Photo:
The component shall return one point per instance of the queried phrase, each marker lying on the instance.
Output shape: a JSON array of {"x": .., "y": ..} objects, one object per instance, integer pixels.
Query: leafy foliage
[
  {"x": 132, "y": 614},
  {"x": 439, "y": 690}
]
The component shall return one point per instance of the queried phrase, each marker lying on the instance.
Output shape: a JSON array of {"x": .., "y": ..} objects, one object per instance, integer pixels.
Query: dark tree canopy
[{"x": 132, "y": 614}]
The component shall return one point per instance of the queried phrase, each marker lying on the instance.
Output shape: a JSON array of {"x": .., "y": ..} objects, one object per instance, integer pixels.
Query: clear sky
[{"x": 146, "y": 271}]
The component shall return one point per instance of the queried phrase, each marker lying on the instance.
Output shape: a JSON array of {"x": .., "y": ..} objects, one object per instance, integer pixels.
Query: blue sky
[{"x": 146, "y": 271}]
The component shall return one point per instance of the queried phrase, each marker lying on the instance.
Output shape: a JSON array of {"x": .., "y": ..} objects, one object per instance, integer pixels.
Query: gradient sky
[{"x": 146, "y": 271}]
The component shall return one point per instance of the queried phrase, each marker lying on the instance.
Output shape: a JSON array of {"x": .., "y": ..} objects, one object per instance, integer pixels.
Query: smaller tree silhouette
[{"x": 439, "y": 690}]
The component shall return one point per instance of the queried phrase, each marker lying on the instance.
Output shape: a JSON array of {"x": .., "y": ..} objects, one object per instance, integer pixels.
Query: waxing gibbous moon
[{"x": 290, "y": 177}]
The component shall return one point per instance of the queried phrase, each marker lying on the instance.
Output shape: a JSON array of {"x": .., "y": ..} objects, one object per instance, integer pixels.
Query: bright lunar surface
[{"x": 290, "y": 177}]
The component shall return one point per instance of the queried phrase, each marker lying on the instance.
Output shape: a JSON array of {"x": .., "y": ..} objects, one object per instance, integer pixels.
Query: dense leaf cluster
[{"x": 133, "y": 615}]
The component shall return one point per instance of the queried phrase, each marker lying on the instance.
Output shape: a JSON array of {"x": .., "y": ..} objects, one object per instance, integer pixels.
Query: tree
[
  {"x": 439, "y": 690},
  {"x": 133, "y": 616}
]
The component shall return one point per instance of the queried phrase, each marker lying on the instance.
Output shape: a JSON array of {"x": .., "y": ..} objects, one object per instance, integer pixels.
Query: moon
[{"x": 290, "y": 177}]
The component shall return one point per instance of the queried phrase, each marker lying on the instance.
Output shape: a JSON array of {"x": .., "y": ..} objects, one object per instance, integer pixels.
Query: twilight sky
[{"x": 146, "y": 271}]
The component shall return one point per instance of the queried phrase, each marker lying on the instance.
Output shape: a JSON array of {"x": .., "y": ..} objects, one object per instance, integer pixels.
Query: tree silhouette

════════════════

*What you will do*
Retype the data in full and match it exactly.

*Response below*
Photo:
The component shall return one point per instance of the queried phrase, each marker lying on the instance.
Output shape: a JSON array of {"x": .., "y": ..} objects, one object per instance, integer pixels.
Query: leafy foliage
[
  {"x": 132, "y": 614},
  {"x": 439, "y": 690}
]
The component shall return one point per instance of the queried phrase, each marker lying on the instance.
Output shape: a JSON array of {"x": .., "y": ..} objects, one object per instance, integer pixels.
Query: dark tree canopy
[{"x": 132, "y": 614}]
The component shall return one point per instance of the queried phrase, each marker lying on the instance.
Output shape: a JSON array of {"x": .., "y": ..} objects, one object per instance, integer pixels.
Query: clear sky
[{"x": 146, "y": 271}]
The component shall return one point per instance of the queried phrase, each marker lying on the instance.
Output shape: a JSON array of {"x": .., "y": ..} objects, one object per instance, integer pixels.
Query: blue sky
[{"x": 146, "y": 271}]
The component shall return one point per instance of the queried phrase, each marker lying on the instance.
Output shape: a JSON array of {"x": .., "y": ..} objects, one object per instance, integer pixels.
Query: gradient sky
[{"x": 146, "y": 271}]
The component shall return one point per instance of the queried phrase, each marker lying on the instance.
Output shape: a JSON array of {"x": .., "y": ..} objects, one object per instance, integer pixels.
Query: smaller tree silhouette
[{"x": 439, "y": 690}]
The component shall return one point per instance of the queried phrase, each marker lying on the instance.
Output shape: a JSON array of {"x": .., "y": ..} objects, one object per instance, integer pixels.
Query: waxing gibbous moon
[{"x": 290, "y": 177}]
The component shall return one point per instance of the queried phrase, each marker lying on the instance.
Output shape: a JSON array of {"x": .., "y": ..} objects, one object per instance, integer pixels.
Query: bright lunar surface
[{"x": 290, "y": 177}]
The component shall return one point per instance of the queried phrase, each marker lying on the instance.
Output shape: a JSON array of {"x": .., "y": ..} objects, one object per instance, integer pixels.
Query: dense leaf cluster
[{"x": 133, "y": 615}]
The component shall return one point per instance of the queried phrase, each marker lying on the instance.
Output shape: a JSON array of {"x": .., "y": ..} objects, one object per instance, integer pixels.
Query: tree
[
  {"x": 439, "y": 690},
  {"x": 133, "y": 616}
]
The component shall return one point per instance of the queried phrase, each marker lying on the instance.
Output shape: a JSON array of {"x": .., "y": ..} objects, one object per instance, integer pixels.
Query: moon
[{"x": 290, "y": 177}]
The component shall return one point per instance of the queried phrase, each marker lying on the instance.
Output shape: a JSON array of {"x": .., "y": ..} objects, one object per instance, integer pixels.
Query: twilight sky
[{"x": 146, "y": 271}]
The component shall return one point per instance of the queried phrase, each marker lying on the instance.
Output shape: a JSON array of {"x": .., "y": ..} objects, one object per instance, integer pixels.
Query: tree silhouette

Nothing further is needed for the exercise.